- [GIVEN REQUEST A]: Copy the passage on GPU de-mosaicing word for word, between "The provided source" and "on the screen.", inclusive.

- [EXCERPT]:
=====
Numerous optional steps may be performed at this point such as denoising, sharpening, or other color adjustments. To stay concise, such enhancements are omitted from this sample, although the GPU is also very well suited for these tasks. Finally, the last stage applies a nonlinear gamma, if desired.
36.3. Algorithms, Implementations, and Evaluations
Obviously, a GPU implementation of de-mosaicing benefits from the massive parallelism of GPUs. Equally important to achieve high throughput is proper memory management and memory access patterns. Although GPUs have tremendous memory bandwidth, in excess of 100 Gb/s on the fastest cards, with the sheer amount of calculation necessary per pixel, the limit to achieve real-time performance is quickly surpassed when reading directly from uncached memory. Graphics shader programmers, on the other hand, will be familiar with using textures to read image data. Texture reads are cached and provide significant improvement over reading directly, but the cache size is limited, not under programmer control, and there is no provision for storing or sharing intermediate calculations without writing back to the GPU's external DRAM, or global memory (GMEM). In the CUDA architecture, NVIDIA added shared memory (SMEM), an extremely fast user-managed on-chip memory that can be shared by multiple threads. SMEM is perfect for storing source pixel information and will form the backbone of our de-mosaicing implementation.
The provided source contains implementations of GPU de-mosaicing using a few different methods: bilinear interpolation, Lanczos [2] interpolation, a gradient-modified interpolation [3] and the Patterned-Pixel Group method [4] . The particular details of the methods will be discussed later after a look at the overall application. Start by examining the file main.cpp, which contains a single main() function with the entire application control. The first step is to create an OpenGL window to display the output image. The details of OpenGL display or CUDA/OpenGL interop are beyond the scope of this chapter and are not discussed here 1 ; a simple CudaGLVideoWindow class contains all the code necessary to draw the image on the screen.
1 CUDA/OpenGL interop is discussed in the NVIDIA CUDA Programming Guide. The user is also referred to a presentation entitled What every CUDA programmer needs to know about OpenGL from NVDIA'S 2009 GPU Technology Conference, available in the GTC 2009 archives at .
Next, CPU memory is allocated to store the original raw image prior to transfer to the GPU. Pinned host memory, allocated with cudaHostAlloc(), is selected to facilitate fast, asynchronous DMA (Direct Memory Access) transfers of data to the GPU. In a real-time system, pinned memory would facilitate simultaneous data transfer and processing so that one frame could be processed, while the next frame is read and uploaded to the GPU. To avoid convoluting this sample with lots of file-parsing code, no attempt is made to read any standard raw file format; rather, several images are provided in a flat binary file, and all image properties are hard-coded above the declaration of main(). Thus, users can easily replace this code with the necessary routines to acquire images from a particular source. Also, and consistent with our goal of simplicity, the sample implements only the common red-green1-green2-blue (or R-G1-G2-B) pixel arrangement shown in Figure 36.1 . Best performance results when targeting the kernel to a specific pixel arrangement rather than including all the conditional logic to support possible variations.
=====
- [RAW RECORDS]:

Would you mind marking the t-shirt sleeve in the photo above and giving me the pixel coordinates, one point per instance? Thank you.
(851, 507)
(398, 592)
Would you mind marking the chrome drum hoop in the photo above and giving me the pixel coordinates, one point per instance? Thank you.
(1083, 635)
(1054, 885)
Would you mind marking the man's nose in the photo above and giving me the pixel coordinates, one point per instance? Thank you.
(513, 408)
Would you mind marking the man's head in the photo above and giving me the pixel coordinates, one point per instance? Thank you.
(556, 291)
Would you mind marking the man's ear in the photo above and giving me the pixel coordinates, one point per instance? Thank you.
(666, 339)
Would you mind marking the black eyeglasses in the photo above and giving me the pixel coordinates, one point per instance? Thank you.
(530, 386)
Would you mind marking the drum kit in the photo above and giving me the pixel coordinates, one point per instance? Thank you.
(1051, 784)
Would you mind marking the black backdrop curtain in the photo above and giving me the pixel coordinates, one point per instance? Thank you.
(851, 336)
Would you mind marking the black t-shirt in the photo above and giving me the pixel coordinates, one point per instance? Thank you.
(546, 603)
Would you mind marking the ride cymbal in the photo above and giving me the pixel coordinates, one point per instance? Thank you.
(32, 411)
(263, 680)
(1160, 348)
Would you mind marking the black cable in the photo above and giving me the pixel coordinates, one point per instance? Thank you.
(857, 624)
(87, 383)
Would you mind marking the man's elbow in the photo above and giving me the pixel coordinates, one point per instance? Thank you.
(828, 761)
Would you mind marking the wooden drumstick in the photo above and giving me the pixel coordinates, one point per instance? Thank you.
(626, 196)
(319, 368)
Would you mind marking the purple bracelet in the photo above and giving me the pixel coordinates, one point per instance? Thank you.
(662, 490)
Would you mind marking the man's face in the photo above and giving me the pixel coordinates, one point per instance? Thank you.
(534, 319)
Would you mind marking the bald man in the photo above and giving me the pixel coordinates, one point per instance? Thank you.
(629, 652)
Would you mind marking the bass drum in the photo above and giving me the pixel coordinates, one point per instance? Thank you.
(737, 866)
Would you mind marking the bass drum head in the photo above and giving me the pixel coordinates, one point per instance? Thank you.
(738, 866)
=====
- [GIVEN REQUEST B]: Quote the records from their first line through the line holding "(1054, 885)", both ends included.

- [FULL ANSWER A]:
The provided source contains implementations of GPU de-mosaicing using a few different methods: bilinear interpolation, Lanczos [2] interpolation, a gradient-modified interpolation [3] and the Patterned-Pixel Group method [4] . The particular details of the methods will be discussed later after a look at the overall application. Start by examining the file main.cpp, which contains a single main() function with the entire application control. The first step is to create an OpenGL window to display the output image. The details of OpenGL display or CUDA/OpenGL interop are beyond the scope of this chapter and are not discussed here 1 ; a simple CudaGLVideoWindow class contains all the code necessary to draw the image on the screen.

- [FULL ANSWER B]:
Would you mind marking the t-shirt sleeve in the photo above and giving me the pixel coordinates, one point per instance? Thank you.
(851, 507)
(398, 592)
Would you mind marking the chrome drum hoop in the photo above and giving me the pixel coordinates, one point per instance? Thank you.
(1083, 635)
(1054, 885)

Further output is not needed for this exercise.